> [Task requirements]:
(a) In the Cubs base-stealing article, which players are named as having been caught stealing in 2012?
(b) According to the Cubs base-stealing article, what is Tony Campana's career success rate on steal attempts?
(c) Extend the Cubs base-stealing article past its final sentence.

> [Document extract]:
★ ★ ★

Archive for April, 2012

Northside Archives: Thievin’ Cubs

Thursday, April 26th, 2012

One bright spot in 2012 so far has been an increased proclivity for base-stealing. This is in large part due to Starlin Castro’s emergence as a premier base-stealer and the recent addition of Tony Campana to the major league roster. Together those two have combined for 11 steals while being caught just one time. Adding that dynamic to the team affords the Cubs an ability to create something out of nothing offensively; elite speed is not something that the Cubs have had on the bases in quite some time.

Currently (and yes it’s early), the Cubs are on pace for 111 stolen bases. That would mark only the second time since 1997 that they recorded as many as 100 SBs in a season – the other time being 2006 when Juan Pierre led the way with 58 steals (121 total for the team). Castro is on pace for 60 SBs, while Campana’s pace is more difficult to project. He should see more time both in the field and at the plate in 2012 than he did in 2011. In five games of incredibly limited duty (only 16 PAs), he’s already swiped 4 bags. When Campana has an base open in front of him he’s likely to try and steal it; Castro should have far more opportunities on the basepaths, but Campana’s career success rate is an otherworldly 93%. Let’s settle on a conservative 35 SBs for Campana (he stole 24 last year in limited duty).

Green Light
Even if Castro slows his pace, it’s reasonable to think they’ll both swipe at least 35 bases (assuming they can stay healthy, and Campana gets enough playing time). That would mark the first time since 1985 that Cub teammates each had at least 35 steals in a season. That year, Ryne Sandberg piled up 54 steals, Davey Lopes had 47, and Bob Dernier chipped in with 31 as the team compiled a ridiculous 182 stolen bases.

Red Light
The 2012 success rate of 68% isn’t great – but that’s not the fault of Castro and Campana. Besides those two players only Baker and Soriano have successfully stolen a base. LaHair, Stewart, Byrd, Soriano, and DeJesus have all been caught stealing. LaHair’s was especially terrible, being caught with one out in the 7th inning of a game he’d just tied with a single. There aren’t many instances where I’d want ANY of those other guys running.

★ ★ ★

> [Supplied records]:
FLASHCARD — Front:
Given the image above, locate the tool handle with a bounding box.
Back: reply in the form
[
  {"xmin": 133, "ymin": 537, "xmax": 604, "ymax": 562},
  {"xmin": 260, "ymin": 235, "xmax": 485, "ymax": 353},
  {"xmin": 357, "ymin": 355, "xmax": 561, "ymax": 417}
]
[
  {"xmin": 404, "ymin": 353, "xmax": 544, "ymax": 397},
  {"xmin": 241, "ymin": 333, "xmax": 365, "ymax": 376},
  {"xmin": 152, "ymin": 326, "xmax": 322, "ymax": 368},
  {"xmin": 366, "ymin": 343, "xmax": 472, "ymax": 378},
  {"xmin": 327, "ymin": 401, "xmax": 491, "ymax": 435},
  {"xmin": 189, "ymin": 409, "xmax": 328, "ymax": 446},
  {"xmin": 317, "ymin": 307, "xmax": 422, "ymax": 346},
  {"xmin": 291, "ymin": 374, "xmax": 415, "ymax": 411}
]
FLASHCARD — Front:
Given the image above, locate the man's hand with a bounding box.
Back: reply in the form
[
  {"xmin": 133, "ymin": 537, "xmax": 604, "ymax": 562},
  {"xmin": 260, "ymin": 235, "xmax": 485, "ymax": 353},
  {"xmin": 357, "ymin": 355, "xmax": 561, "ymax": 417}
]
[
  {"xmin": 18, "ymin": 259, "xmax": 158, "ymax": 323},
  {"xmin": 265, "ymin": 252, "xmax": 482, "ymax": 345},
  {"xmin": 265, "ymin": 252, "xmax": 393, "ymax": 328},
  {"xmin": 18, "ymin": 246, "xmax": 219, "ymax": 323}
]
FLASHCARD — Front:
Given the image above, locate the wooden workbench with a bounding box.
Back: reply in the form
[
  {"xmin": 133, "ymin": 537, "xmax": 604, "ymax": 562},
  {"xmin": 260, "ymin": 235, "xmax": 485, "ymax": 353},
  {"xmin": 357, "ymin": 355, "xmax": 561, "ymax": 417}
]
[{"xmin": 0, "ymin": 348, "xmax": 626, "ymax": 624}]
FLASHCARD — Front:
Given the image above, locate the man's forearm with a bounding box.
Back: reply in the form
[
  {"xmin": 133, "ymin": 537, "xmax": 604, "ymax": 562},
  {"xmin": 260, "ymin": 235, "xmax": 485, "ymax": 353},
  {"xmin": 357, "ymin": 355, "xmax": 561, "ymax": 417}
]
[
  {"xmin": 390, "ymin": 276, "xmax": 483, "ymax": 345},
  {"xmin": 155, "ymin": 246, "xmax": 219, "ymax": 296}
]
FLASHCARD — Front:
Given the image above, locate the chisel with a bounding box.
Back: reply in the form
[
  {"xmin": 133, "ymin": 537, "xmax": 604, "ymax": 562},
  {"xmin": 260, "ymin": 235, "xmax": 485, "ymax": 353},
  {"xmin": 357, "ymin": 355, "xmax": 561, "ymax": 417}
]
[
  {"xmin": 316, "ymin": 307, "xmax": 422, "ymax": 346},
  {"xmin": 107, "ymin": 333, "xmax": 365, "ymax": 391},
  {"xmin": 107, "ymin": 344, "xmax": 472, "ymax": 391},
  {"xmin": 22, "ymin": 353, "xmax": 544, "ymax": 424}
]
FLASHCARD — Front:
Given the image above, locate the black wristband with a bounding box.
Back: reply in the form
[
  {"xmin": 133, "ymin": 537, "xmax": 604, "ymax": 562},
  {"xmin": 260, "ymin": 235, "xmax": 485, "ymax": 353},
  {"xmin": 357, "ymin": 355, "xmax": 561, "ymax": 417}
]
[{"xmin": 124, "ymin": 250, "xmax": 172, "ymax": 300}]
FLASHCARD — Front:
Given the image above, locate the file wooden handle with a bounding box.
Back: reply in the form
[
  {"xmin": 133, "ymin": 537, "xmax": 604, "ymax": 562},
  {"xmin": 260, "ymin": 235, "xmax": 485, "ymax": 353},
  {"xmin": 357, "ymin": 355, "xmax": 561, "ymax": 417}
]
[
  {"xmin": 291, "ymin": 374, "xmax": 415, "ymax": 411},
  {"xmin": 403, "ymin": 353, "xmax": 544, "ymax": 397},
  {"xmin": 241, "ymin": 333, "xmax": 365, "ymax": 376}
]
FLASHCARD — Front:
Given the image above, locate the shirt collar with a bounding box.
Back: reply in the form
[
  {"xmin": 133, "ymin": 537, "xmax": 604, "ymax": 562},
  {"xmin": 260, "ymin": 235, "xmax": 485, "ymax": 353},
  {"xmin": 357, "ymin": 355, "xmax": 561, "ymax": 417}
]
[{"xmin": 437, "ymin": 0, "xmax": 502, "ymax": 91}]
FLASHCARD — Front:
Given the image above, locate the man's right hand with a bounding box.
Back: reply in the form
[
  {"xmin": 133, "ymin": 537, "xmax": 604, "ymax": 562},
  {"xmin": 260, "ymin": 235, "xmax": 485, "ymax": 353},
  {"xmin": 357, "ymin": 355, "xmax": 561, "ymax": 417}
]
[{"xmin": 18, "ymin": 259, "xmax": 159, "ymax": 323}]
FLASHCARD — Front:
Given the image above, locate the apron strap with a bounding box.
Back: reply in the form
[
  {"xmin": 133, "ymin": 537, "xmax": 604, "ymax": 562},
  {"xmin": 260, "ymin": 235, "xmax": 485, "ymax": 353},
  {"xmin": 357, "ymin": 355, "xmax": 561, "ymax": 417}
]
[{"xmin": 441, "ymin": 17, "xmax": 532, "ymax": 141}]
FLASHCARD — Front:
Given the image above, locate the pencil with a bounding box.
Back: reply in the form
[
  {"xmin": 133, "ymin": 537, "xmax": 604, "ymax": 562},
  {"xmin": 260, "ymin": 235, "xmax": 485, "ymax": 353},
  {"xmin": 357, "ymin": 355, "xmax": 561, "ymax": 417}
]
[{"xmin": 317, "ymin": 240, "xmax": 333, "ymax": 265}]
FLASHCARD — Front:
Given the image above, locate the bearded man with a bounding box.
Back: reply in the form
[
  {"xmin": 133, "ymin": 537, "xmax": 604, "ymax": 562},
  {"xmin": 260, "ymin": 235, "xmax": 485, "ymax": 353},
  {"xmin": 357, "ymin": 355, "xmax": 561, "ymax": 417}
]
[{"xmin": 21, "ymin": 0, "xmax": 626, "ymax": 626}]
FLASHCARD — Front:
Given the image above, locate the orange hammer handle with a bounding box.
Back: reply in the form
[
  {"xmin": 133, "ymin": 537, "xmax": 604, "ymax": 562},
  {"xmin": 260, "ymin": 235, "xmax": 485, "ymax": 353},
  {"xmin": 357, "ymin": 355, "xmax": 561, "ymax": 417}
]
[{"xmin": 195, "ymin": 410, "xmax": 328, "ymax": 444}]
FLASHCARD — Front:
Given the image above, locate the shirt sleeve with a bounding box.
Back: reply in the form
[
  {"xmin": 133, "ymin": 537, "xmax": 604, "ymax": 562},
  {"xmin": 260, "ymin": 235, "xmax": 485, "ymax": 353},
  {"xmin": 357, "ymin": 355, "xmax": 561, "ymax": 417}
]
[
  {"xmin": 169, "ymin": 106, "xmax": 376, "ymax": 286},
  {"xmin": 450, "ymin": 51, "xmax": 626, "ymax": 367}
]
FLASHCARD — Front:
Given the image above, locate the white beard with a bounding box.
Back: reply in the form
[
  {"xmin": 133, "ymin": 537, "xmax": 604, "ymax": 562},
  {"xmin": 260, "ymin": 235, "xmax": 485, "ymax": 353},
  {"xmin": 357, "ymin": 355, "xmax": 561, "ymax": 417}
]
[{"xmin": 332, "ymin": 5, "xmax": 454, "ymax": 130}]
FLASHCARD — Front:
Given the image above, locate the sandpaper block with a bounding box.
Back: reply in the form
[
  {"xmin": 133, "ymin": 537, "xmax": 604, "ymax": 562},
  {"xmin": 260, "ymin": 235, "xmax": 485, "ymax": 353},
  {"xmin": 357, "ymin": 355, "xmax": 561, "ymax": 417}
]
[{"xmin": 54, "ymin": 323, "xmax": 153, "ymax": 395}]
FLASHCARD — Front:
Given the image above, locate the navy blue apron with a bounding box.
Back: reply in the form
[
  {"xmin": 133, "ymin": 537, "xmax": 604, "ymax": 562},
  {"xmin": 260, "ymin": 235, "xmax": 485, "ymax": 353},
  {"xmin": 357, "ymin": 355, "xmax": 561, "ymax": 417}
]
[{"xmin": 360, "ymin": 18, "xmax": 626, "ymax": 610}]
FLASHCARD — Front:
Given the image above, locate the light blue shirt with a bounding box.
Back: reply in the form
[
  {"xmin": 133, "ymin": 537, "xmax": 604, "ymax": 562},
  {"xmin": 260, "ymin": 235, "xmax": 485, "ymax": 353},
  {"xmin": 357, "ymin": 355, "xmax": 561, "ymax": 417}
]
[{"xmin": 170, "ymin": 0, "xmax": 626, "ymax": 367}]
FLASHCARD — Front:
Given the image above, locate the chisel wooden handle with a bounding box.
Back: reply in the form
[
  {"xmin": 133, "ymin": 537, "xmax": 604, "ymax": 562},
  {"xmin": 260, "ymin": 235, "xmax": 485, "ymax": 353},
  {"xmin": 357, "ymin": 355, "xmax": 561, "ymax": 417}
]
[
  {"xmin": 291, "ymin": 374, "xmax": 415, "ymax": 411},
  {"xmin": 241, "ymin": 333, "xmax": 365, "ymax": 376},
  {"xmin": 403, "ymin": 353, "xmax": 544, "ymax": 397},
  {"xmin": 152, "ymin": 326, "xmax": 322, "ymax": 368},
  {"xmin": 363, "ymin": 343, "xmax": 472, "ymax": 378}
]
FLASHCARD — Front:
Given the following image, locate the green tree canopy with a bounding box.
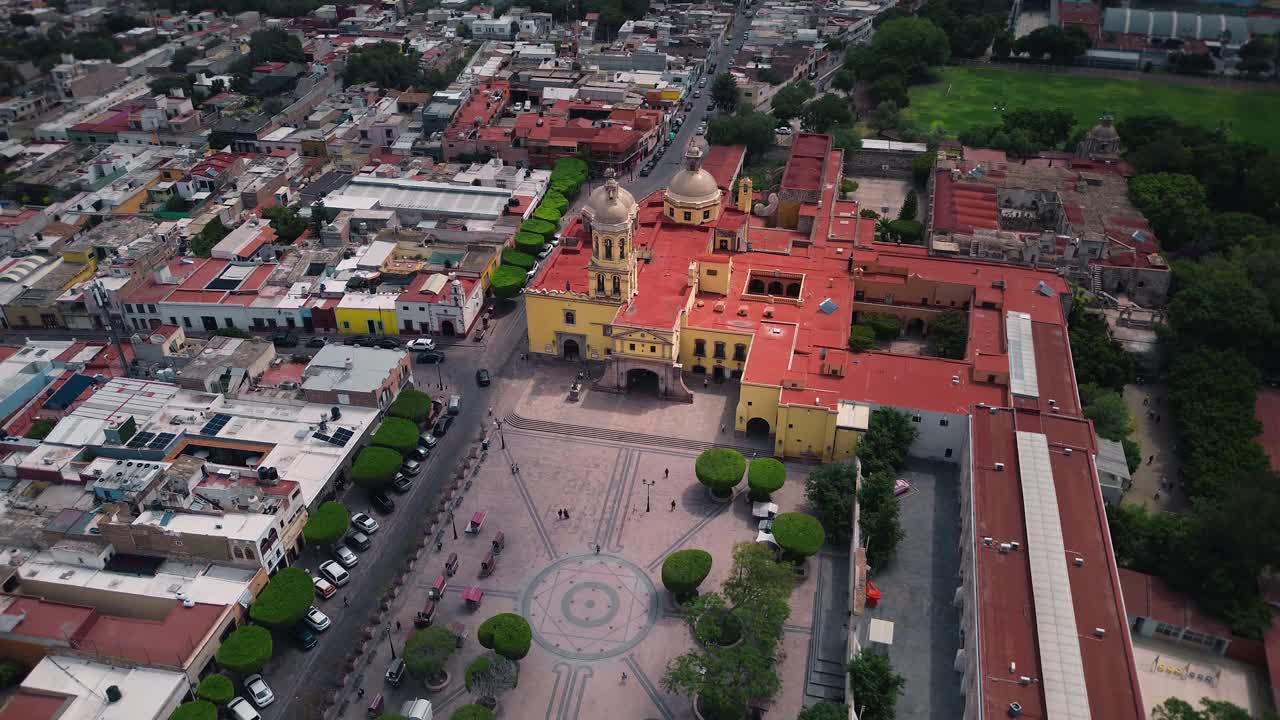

★ ★ ★

> [Task-by-task results]:
(a) LaHair, Stewart, Byrd, Soriano, and DeJesus

(b) 93%

(c)
Cubs Records
The franchise record for steals in a season is held by Bill Lange with 84 steals in 1896 for the old Chicago Colts. The Cubs list their record holder as Frank Chance, who stole 67 bases in 1903; no Cub has stolen 60 bases in a season since Chance. The Cubs have only had two players steal as many as 30 bases in a season since Eric Young left the club following the 2001 campaign (Patterson in 2004 with 32, Pierre in 2006 with 58). With 50 SBs, either player would become only the 7th Cub since 1901 to record that many in a single season.

50+ Each?
If Castro can keep up his pace and Campana can get enough playing time, there still exists the possibility that both could steal 50 bases this year (Campana would probably need close 300 PAs for that, or to pinch-run almost daily – but with Byrd gone that is possible). It’s been 20 years since any team had two guys who each stole 50+ bases for them in a season. Marquis Grissom (76 SBs) and Delino DeShields (56 SBs) did it for the Montreal Expos in 1991. It’s only happened 7 times since 1917 – the A’s did it with three players in 1976 (Bill North, 75; Bert Campaneris, 54; Don Baylor, 52) and the Padres matched that in 1980 (Gene Richard, 61; Ozzie Smith, 57; Jerry Mumphrey, 52). So it’s very unlikely, but possible; and the Cubs have the right tandem in place to make a run at it.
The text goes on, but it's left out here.